• _Task prompt_
Starting with the line that contains "Where can the pod", copy every line through the end of the data below, exactly and with nothing added.

• _Data excerpts_

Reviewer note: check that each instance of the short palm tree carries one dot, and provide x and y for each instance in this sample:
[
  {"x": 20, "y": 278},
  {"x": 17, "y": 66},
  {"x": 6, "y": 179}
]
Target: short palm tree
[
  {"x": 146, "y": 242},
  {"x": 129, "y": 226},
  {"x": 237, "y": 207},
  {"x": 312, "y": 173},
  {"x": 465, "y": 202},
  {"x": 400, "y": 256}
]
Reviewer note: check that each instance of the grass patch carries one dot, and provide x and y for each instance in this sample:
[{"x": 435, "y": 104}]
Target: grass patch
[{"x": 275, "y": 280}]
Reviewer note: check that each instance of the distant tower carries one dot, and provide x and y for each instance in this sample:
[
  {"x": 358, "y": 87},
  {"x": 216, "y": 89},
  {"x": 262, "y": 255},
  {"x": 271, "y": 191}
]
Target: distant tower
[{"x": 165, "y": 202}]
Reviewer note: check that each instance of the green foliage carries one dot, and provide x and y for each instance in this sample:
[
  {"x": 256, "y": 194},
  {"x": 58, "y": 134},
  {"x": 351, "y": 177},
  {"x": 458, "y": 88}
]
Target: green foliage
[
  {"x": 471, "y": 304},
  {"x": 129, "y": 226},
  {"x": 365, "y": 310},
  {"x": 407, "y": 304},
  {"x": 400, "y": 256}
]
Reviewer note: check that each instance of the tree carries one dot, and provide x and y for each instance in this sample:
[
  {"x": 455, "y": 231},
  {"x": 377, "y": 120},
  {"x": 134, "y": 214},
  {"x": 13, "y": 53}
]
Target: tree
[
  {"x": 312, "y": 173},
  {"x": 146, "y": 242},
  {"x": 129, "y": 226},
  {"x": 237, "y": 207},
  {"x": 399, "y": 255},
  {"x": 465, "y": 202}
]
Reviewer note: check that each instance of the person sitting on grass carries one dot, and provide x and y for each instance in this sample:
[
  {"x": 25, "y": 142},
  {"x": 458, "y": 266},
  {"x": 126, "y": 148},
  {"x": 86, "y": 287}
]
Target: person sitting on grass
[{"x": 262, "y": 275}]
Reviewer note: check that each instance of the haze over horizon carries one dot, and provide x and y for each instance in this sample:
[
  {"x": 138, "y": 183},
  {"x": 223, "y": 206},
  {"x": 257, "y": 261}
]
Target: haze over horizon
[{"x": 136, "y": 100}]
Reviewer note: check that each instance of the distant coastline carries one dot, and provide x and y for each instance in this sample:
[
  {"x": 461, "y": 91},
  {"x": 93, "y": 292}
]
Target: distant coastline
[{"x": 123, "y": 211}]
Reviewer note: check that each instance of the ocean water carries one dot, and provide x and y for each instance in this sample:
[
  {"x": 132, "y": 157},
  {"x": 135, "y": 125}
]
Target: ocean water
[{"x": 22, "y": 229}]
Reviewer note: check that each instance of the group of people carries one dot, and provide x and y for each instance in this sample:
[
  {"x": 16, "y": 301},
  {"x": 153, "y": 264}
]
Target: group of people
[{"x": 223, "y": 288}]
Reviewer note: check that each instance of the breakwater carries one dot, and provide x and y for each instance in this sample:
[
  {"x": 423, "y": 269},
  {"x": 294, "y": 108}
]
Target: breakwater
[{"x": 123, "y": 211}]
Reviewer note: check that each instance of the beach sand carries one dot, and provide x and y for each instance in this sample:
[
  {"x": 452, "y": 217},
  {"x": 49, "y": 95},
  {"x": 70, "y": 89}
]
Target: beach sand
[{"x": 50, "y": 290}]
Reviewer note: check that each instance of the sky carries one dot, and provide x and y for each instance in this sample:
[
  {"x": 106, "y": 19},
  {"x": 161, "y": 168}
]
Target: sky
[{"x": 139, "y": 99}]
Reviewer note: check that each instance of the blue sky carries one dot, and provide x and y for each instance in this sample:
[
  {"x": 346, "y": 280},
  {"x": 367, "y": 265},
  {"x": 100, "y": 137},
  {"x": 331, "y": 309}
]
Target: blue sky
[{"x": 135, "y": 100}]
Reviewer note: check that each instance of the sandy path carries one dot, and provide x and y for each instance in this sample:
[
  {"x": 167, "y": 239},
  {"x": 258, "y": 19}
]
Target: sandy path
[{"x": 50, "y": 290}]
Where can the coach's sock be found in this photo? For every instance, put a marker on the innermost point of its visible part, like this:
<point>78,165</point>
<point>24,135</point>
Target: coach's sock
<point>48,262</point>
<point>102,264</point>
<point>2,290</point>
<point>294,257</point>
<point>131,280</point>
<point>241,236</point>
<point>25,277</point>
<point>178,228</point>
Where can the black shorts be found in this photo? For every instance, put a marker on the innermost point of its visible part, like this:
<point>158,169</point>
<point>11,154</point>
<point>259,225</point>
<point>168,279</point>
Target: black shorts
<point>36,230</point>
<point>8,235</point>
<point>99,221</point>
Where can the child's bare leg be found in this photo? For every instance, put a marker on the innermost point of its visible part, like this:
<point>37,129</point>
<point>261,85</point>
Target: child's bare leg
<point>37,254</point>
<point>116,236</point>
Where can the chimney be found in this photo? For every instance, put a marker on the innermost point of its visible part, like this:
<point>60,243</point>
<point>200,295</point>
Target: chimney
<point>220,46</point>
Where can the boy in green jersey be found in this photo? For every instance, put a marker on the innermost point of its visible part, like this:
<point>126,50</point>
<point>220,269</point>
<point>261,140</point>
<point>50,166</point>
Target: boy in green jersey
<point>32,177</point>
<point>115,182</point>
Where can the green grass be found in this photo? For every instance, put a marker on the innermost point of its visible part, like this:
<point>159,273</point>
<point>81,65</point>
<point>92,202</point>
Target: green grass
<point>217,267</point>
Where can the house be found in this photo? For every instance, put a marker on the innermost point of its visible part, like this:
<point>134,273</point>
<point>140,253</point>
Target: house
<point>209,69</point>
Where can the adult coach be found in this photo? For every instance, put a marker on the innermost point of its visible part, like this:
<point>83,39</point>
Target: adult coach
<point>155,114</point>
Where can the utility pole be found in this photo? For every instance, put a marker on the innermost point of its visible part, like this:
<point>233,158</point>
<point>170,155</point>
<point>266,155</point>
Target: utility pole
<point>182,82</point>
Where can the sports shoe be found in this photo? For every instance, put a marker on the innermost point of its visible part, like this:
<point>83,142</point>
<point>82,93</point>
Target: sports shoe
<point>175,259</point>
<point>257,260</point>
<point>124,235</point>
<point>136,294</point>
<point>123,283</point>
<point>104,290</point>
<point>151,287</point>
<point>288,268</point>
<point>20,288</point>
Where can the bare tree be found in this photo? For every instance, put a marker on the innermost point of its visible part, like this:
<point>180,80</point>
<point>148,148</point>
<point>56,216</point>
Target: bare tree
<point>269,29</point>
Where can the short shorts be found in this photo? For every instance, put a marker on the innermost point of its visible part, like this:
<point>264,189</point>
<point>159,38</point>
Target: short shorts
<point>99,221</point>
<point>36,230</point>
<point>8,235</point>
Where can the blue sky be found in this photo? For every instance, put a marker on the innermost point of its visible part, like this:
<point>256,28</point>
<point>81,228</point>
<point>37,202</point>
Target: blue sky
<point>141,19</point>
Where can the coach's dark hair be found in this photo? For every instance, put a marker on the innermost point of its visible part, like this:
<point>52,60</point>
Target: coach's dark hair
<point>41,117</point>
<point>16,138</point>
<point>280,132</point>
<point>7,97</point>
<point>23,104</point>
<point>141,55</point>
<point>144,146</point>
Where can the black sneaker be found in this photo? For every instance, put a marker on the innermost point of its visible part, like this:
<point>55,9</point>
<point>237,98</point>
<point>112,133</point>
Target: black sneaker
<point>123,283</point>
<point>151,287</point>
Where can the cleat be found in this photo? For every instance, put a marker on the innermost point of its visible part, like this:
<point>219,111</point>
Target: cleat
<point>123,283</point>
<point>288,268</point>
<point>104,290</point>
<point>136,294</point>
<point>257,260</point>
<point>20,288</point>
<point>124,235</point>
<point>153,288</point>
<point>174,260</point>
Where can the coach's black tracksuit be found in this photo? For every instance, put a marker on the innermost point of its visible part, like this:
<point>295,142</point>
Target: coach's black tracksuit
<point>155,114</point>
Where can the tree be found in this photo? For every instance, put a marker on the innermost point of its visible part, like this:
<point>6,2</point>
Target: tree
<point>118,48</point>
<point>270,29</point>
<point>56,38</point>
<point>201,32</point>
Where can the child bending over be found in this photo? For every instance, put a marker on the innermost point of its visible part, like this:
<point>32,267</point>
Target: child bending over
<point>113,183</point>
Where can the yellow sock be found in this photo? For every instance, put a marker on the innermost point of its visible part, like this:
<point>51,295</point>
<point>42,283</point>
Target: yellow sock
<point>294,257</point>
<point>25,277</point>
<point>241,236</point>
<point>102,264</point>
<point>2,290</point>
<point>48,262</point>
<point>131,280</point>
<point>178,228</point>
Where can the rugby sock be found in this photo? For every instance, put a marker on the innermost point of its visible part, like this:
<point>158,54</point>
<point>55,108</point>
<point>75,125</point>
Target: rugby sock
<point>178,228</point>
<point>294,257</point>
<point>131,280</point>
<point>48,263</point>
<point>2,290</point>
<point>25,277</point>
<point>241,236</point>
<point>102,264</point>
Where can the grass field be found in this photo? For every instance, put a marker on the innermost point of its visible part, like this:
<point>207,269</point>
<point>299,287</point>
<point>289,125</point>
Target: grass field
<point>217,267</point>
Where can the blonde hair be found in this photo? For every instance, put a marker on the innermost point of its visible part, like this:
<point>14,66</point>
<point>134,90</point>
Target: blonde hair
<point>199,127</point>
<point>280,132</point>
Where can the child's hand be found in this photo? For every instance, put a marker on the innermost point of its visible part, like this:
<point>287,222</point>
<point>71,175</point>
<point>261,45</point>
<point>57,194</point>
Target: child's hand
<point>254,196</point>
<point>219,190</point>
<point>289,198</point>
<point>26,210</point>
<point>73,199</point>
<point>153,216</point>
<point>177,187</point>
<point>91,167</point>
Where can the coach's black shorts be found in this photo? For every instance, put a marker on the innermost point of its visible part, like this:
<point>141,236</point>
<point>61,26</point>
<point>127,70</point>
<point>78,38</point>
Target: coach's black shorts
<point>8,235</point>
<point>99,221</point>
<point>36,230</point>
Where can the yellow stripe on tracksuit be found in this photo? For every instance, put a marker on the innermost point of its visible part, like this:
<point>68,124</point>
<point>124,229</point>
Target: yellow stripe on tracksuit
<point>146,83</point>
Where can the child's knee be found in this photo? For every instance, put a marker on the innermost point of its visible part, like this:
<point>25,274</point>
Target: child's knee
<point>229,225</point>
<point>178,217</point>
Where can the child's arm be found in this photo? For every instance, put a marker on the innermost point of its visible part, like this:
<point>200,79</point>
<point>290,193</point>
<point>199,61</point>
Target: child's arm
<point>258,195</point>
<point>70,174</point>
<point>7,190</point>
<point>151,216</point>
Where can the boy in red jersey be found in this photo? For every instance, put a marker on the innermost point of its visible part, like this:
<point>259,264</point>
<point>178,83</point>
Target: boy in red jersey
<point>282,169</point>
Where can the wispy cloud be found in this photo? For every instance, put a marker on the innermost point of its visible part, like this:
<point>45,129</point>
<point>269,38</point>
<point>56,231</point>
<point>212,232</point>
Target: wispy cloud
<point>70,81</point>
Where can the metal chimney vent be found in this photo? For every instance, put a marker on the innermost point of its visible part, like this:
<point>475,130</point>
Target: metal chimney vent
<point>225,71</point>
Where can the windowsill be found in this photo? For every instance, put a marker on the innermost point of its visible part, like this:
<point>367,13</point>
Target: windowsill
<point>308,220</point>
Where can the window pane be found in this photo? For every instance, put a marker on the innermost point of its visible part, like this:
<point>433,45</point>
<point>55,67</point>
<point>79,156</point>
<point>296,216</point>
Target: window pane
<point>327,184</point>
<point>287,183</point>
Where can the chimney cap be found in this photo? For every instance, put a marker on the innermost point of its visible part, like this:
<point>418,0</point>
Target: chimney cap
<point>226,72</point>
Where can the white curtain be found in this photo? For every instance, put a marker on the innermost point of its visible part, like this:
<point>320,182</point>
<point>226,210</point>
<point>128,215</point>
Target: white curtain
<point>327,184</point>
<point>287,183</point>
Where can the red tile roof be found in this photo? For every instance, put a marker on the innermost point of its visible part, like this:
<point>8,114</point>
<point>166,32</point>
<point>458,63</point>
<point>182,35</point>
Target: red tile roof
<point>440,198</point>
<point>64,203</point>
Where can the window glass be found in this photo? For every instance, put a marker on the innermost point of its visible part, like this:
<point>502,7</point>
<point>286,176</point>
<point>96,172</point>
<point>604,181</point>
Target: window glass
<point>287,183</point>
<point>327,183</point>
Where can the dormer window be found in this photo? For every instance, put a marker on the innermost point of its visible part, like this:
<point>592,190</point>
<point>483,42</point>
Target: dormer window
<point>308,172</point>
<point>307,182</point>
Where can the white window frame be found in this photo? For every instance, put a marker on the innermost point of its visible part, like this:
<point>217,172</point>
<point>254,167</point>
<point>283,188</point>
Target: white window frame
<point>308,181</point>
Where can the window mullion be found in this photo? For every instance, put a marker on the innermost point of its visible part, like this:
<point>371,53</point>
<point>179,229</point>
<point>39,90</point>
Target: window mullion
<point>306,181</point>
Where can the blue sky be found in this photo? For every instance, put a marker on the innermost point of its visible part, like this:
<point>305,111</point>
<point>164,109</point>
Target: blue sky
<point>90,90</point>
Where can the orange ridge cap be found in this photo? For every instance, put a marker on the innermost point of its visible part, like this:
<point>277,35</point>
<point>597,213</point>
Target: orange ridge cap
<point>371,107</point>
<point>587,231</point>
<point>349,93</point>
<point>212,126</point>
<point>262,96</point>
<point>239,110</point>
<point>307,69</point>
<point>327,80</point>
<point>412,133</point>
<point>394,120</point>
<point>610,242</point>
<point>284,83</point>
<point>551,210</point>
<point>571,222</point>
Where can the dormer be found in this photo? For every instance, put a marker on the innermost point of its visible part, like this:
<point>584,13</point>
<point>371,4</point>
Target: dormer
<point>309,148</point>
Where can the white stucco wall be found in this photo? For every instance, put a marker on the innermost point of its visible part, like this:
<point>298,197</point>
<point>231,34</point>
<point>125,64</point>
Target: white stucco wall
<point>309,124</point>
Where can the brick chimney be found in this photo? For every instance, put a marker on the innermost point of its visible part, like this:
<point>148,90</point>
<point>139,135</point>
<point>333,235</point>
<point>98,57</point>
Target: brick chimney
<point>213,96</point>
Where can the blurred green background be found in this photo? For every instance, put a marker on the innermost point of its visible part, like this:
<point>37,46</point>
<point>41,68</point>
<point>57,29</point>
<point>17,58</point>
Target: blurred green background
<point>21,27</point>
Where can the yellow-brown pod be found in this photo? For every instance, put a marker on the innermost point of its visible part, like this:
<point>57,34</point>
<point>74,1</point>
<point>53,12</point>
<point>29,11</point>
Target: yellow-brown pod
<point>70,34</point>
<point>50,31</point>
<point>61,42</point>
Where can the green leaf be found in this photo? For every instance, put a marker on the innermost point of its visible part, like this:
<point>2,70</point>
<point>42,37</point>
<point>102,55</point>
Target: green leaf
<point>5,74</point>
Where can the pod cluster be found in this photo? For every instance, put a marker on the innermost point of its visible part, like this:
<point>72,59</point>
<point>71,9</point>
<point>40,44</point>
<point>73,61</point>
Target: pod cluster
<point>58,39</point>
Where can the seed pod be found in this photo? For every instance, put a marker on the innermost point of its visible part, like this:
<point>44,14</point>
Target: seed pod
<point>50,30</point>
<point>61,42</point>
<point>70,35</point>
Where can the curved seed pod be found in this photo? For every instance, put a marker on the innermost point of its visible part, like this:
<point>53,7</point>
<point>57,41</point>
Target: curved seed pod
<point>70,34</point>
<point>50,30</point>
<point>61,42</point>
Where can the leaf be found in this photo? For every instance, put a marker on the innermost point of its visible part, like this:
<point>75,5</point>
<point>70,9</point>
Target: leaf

• _Solved exercise_
Where can the pod cluster be found in this photo? For every instance, put a marker on the innermost point of its visible part, like this:
<point>72,59</point>
<point>71,9</point>
<point>40,44</point>
<point>73,61</point>
Target: pod cluster
<point>58,39</point>
Where can the seed pod be found in this photo? For every instance, put a marker on the innermost point of its visible part, like this:
<point>44,14</point>
Target: seed pod
<point>50,30</point>
<point>61,42</point>
<point>70,35</point>
Where can the curved seed pod be found in this photo? For every instance, put a marker on the innermost point of its visible part, like this:
<point>53,7</point>
<point>57,41</point>
Target: curved seed pod
<point>70,34</point>
<point>50,30</point>
<point>61,42</point>
Where can the leaf be found in this photo? For every instance, put a marker on the innermost point of its visible part, like this:
<point>75,5</point>
<point>70,9</point>
Target: leaf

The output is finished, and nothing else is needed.